-- begin Data listing --

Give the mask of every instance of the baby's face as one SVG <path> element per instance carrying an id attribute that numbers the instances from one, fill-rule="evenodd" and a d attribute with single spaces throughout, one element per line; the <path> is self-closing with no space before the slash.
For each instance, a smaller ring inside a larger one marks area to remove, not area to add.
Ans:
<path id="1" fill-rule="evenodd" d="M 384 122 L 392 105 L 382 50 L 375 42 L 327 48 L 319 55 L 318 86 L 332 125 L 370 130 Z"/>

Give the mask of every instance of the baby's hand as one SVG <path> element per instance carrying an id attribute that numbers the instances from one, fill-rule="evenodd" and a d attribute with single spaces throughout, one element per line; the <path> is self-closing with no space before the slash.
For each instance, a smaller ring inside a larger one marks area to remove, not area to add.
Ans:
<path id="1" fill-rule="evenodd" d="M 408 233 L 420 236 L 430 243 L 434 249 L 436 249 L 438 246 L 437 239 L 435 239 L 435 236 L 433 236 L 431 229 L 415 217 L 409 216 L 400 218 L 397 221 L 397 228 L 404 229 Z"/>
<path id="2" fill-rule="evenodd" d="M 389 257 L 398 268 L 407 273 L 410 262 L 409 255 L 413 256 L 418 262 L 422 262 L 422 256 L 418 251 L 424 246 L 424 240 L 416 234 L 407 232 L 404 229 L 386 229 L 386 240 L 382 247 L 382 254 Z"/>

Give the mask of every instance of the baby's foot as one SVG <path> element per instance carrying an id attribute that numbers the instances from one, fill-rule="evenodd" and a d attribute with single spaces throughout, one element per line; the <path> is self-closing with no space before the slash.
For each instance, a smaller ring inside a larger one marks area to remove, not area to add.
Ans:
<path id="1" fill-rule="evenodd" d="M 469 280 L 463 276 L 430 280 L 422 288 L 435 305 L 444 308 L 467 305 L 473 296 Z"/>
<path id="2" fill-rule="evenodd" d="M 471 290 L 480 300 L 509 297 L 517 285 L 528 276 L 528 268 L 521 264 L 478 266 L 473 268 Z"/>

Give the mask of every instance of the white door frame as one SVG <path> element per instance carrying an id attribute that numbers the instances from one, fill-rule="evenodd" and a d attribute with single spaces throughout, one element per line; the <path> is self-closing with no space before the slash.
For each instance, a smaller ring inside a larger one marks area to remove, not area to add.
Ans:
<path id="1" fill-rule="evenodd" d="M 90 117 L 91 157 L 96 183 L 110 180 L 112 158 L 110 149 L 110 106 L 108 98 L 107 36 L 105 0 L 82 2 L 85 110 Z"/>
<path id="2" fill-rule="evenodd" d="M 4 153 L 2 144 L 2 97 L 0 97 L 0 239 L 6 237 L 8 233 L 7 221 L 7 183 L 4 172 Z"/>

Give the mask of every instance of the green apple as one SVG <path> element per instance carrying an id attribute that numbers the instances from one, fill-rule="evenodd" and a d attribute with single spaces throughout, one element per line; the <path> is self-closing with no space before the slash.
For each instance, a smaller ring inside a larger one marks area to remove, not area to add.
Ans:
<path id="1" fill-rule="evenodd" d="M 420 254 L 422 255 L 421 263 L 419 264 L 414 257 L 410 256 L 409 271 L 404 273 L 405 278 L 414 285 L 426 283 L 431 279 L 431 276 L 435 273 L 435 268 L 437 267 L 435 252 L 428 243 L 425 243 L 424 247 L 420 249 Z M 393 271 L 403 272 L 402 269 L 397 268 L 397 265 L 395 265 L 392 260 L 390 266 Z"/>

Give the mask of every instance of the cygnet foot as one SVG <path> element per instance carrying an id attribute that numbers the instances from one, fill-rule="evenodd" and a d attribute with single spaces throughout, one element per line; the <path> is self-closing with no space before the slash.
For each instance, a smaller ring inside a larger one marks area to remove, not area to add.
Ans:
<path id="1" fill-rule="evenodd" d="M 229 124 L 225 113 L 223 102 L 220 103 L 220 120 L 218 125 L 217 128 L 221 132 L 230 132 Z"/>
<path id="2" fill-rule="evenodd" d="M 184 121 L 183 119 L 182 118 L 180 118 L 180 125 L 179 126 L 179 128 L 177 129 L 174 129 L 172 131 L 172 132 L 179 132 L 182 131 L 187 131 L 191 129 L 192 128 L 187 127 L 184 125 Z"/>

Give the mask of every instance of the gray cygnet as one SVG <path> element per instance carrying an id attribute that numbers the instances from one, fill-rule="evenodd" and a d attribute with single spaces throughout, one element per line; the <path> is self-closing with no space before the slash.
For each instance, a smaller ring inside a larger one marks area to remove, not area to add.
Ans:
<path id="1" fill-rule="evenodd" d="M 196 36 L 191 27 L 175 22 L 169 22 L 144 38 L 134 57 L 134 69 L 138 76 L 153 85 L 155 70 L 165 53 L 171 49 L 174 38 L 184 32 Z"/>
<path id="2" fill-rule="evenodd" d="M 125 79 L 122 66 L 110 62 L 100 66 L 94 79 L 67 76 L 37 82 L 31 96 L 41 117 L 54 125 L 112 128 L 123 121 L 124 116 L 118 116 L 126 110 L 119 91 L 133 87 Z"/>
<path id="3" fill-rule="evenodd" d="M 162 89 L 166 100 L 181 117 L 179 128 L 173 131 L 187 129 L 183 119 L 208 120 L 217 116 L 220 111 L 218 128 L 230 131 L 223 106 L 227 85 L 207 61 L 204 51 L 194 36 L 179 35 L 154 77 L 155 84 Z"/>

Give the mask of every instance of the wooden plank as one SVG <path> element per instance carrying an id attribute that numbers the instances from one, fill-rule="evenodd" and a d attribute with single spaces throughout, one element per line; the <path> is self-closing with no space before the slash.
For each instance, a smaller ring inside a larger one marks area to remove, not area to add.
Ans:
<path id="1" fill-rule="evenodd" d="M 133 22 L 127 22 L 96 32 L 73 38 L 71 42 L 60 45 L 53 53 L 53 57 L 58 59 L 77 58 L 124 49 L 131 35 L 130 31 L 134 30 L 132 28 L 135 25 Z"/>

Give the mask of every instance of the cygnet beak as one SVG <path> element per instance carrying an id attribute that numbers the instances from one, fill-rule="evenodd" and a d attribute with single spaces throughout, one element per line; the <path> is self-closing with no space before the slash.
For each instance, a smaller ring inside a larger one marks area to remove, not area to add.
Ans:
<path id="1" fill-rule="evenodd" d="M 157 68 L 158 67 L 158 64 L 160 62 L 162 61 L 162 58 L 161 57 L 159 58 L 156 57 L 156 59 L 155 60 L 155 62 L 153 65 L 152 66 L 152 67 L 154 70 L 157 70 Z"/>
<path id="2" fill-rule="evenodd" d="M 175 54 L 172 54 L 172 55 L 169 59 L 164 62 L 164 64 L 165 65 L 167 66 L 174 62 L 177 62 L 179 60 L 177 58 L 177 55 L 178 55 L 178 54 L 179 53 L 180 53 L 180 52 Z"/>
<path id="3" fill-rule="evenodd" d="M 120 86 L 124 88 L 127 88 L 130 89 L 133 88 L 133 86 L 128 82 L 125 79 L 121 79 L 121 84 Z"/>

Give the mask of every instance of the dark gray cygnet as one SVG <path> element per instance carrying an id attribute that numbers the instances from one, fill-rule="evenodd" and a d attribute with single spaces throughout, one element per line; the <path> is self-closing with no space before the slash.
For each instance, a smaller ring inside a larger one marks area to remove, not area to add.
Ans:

-- end Data listing --

Go through the listing above and restate it word for word.

### Task output:
Give the mask of every instance of the baby's face as one SVG <path> element per instance carrying an id attribute that numbers the instances from one, fill-rule="evenodd" and a d attribute with single spaces throughout, one element per line; the <path> is self-closing with no space before the slash.
For each instance, a smaller ring inside a larger one marks area to remove, not area to add.
Ans:
<path id="1" fill-rule="evenodd" d="M 384 122 L 392 105 L 382 50 L 375 42 L 327 48 L 319 55 L 318 86 L 332 125 L 370 130 Z"/>

Give the mask of every instance of the baby's hand as one SVG <path> element per instance carrying an id attribute that numbers the instances from one, fill-rule="evenodd" and a d attribute with single spaces throughout, one element per line; the <path> is self-closing with no space before the slash.
For each instance, a smaller ring inside a larger one marks area to remove, not area to add.
Ans:
<path id="1" fill-rule="evenodd" d="M 408 233 L 420 236 L 430 243 L 434 249 L 436 249 L 438 246 L 437 239 L 435 239 L 435 236 L 433 236 L 431 229 L 415 217 L 409 216 L 400 218 L 397 221 L 397 228 L 404 229 Z"/>
<path id="2" fill-rule="evenodd" d="M 389 257 L 398 268 L 407 273 L 410 262 L 409 255 L 413 256 L 418 262 L 422 262 L 422 256 L 418 251 L 424 246 L 424 240 L 416 234 L 407 232 L 404 229 L 386 229 L 386 240 L 382 247 L 382 254 Z"/>

Give the mask of every instance of the baby's foot as one SVG <path> element per instance carrying an id attribute that numbers the instances from one, fill-rule="evenodd" and a d attribute with single spaces throughout, one element per line; the <path> is self-closing with no space before the slash.
For each instance, a smaller ring inside a larger one marks area to remove, not area to add.
Ans:
<path id="1" fill-rule="evenodd" d="M 469 280 L 463 276 L 430 280 L 422 288 L 435 305 L 444 308 L 467 305 L 473 296 Z"/>
<path id="2" fill-rule="evenodd" d="M 471 290 L 480 300 L 509 297 L 517 285 L 528 276 L 528 268 L 521 264 L 478 266 L 473 268 Z"/>

Give the mask of every instance of the white door frame as one SVG <path> element per instance carrying an id attribute that numbers the instances from one, fill-rule="evenodd" and a d attribute with single spaces throughout, one element per line; the <path> is self-closing with no space before the slash.
For each instance, a smaller ring inside a larger one marks area to remove, not area to add.
Ans:
<path id="1" fill-rule="evenodd" d="M 90 117 L 91 157 L 96 183 L 110 180 L 112 158 L 110 149 L 110 106 L 108 98 L 107 36 L 105 0 L 82 2 L 85 110 Z"/>
<path id="2" fill-rule="evenodd" d="M 4 153 L 2 144 L 2 97 L 0 97 L 0 239 L 6 237 L 8 233 L 7 221 L 7 183 L 4 172 Z"/>

Give the mask of every instance of the green apple as one SVG <path> element per instance carrying an id attribute that numbers the instances from one, fill-rule="evenodd" and a d attribute with single spaces throughout, one element per line; the <path> is self-closing with no space before the slash.
For each instance, a smaller ring inside a larger one marks area to remove, not area to add.
Ans:
<path id="1" fill-rule="evenodd" d="M 420 254 L 422 255 L 421 263 L 419 264 L 414 257 L 410 256 L 409 271 L 404 273 L 405 278 L 414 285 L 426 283 L 431 279 L 431 276 L 435 273 L 435 268 L 437 267 L 435 252 L 428 243 L 425 243 L 424 247 L 420 249 Z M 393 271 L 403 272 L 402 269 L 397 268 L 397 265 L 395 265 L 392 260 L 390 266 Z"/>

Give the mask of every instance of the cygnet foot as one SVG <path> element per instance carrying an id attribute that numbers the instances from one, fill-rule="evenodd" and a d attribute with single spaces throughout, one element per line; the <path> is self-closing with no space before the slash.
For each instance, a smaller ring inside a larger one marks area to remove, not area to add.
Ans:
<path id="1" fill-rule="evenodd" d="M 229 124 L 225 113 L 223 102 L 220 103 L 220 120 L 218 125 L 217 128 L 221 132 L 230 132 Z"/>
<path id="2" fill-rule="evenodd" d="M 184 121 L 183 119 L 182 118 L 180 118 L 180 125 L 179 126 L 179 128 L 177 129 L 174 129 L 172 131 L 172 132 L 179 132 L 182 131 L 187 131 L 191 129 L 192 128 L 187 127 L 184 125 Z"/>

Give the mask of every instance of the gray cygnet as one SVG <path> element per instance carrying an id attribute that numbers the instances from one, fill-rule="evenodd" and a d attribute with single spaces throughout, one element per line; the <path> is self-closing with no space before the slash.
For each instance, a smaller ring inside a larger one marks area to remove, not area to add.
Ans:
<path id="1" fill-rule="evenodd" d="M 196 36 L 191 27 L 175 22 L 169 22 L 144 38 L 134 57 L 134 69 L 138 76 L 153 85 L 155 70 L 165 53 L 171 49 L 174 38 L 184 32 Z"/>
<path id="2" fill-rule="evenodd" d="M 125 79 L 122 66 L 110 62 L 100 66 L 94 79 L 67 76 L 37 82 L 31 96 L 41 117 L 54 125 L 112 128 L 123 121 L 124 116 L 118 116 L 126 110 L 119 91 L 133 87 Z"/>
<path id="3" fill-rule="evenodd" d="M 162 89 L 166 100 L 181 117 L 179 128 L 173 131 L 187 129 L 183 119 L 208 120 L 217 116 L 220 111 L 218 128 L 230 131 L 223 106 L 227 85 L 207 61 L 204 51 L 194 36 L 179 35 L 154 77 L 155 84 Z"/>

Give the mask of every instance of the wooden plank as one SVG <path> element per instance carrying an id attribute that numbers the instances from one, fill-rule="evenodd" and a d attribute with single spaces throughout, one element per line; the <path> is self-closing with no space before the slash.
For each instance, a smaller ring inside a larger one marks area to remove, not area to add.
Ans:
<path id="1" fill-rule="evenodd" d="M 133 22 L 127 22 L 96 32 L 73 38 L 71 42 L 60 45 L 53 53 L 53 57 L 58 59 L 77 58 L 124 49 L 131 35 L 130 31 L 134 30 L 132 28 L 135 25 Z"/>

Give the mask of every instance of the cygnet beak as one SVG <path> element per instance carrying an id attribute that numbers the instances from one, fill-rule="evenodd" and a d attribute with single spaces throughout, one element per line; the <path> is self-closing with no space before the slash.
For each instance, a smaller ring inside a larger one marks area to remove, not area to add.
Ans:
<path id="1" fill-rule="evenodd" d="M 157 68 L 158 67 L 158 64 L 160 62 L 162 61 L 162 58 L 161 57 L 159 58 L 156 57 L 156 59 L 155 60 L 155 62 L 153 65 L 152 66 L 152 67 L 154 70 L 157 70 Z"/>
<path id="2" fill-rule="evenodd" d="M 175 54 L 172 54 L 172 55 L 169 59 L 164 62 L 164 64 L 165 65 L 167 66 L 174 62 L 177 62 L 179 60 L 177 58 L 177 55 L 178 55 L 178 54 L 179 53 L 180 53 L 180 52 Z"/>
<path id="3" fill-rule="evenodd" d="M 120 86 L 124 88 L 127 88 L 130 89 L 133 88 L 133 86 L 128 82 L 125 79 L 121 79 L 121 84 Z"/>

Give the mask of every instance of the dark gray cygnet as one SVG <path> element per instance carrying an id attribute that numbers the instances from one, fill-rule="evenodd" and a d attribute with single spaces throughout, one element per line; the <path> is self-closing with no space before the slash.
For each instance, a smaller ring inside a larger one marks area to remove, not area to add.
Ans:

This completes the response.